───── SUPPLIED RECORDS
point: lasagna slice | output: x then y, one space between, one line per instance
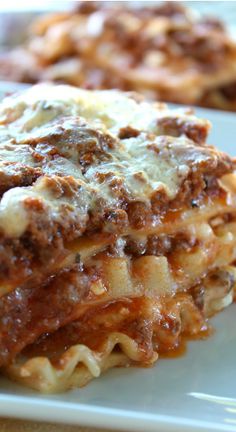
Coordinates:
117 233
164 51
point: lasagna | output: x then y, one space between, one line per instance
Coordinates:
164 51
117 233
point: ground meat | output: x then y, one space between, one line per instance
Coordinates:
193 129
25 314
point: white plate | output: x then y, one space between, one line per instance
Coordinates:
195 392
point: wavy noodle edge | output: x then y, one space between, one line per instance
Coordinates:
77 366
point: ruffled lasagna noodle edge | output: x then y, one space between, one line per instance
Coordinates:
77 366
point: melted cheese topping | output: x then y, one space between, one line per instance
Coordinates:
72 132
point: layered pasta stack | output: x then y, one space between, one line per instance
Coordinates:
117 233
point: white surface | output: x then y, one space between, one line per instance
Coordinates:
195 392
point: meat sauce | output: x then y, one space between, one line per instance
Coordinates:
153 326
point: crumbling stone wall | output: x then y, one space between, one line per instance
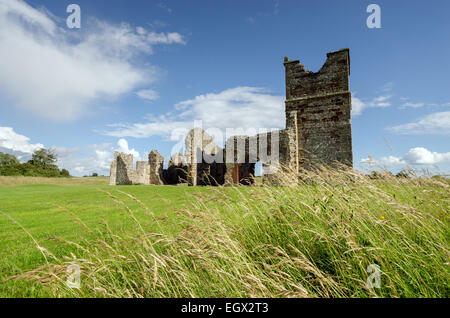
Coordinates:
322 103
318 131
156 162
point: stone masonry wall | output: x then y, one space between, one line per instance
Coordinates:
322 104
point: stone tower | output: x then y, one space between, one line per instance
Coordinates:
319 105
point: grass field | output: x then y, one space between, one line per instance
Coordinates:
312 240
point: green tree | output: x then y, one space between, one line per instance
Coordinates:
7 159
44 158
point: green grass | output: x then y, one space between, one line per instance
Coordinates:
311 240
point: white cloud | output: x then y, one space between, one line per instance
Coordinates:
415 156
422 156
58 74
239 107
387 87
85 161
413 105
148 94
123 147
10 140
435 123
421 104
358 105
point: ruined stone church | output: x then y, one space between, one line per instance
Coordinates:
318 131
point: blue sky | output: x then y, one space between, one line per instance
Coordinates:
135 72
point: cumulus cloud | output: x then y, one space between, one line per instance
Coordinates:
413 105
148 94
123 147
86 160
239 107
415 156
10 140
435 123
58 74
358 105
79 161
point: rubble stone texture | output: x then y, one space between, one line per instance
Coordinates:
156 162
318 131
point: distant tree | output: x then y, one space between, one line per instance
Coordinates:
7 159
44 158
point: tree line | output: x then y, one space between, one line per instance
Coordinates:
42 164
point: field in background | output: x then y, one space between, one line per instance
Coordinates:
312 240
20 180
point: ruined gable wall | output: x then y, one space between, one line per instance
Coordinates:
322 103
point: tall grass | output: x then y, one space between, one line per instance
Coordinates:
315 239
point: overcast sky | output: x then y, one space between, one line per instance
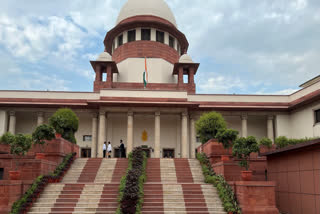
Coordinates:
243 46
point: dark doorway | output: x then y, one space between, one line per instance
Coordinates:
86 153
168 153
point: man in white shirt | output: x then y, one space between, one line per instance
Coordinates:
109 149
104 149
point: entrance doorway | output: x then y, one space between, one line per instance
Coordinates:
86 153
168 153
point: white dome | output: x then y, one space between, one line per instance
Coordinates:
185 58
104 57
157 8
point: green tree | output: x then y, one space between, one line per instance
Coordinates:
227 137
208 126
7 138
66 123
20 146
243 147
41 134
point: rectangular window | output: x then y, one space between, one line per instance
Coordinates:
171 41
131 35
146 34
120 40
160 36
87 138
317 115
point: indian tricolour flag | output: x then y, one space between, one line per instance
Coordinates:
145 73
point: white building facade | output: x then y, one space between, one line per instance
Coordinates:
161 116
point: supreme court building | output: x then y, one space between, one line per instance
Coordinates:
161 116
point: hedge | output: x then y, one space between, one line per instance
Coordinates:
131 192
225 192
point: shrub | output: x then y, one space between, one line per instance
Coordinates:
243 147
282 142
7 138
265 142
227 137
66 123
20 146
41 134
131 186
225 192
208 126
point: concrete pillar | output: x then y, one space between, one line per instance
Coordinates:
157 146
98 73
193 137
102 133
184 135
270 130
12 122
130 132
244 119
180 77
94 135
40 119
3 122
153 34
──────────
▶ [WHAT TO PRODUCE]
All that is wanted is the number of lines in the records that include the string "noodle".

▶ [ANSWER BELOW]
2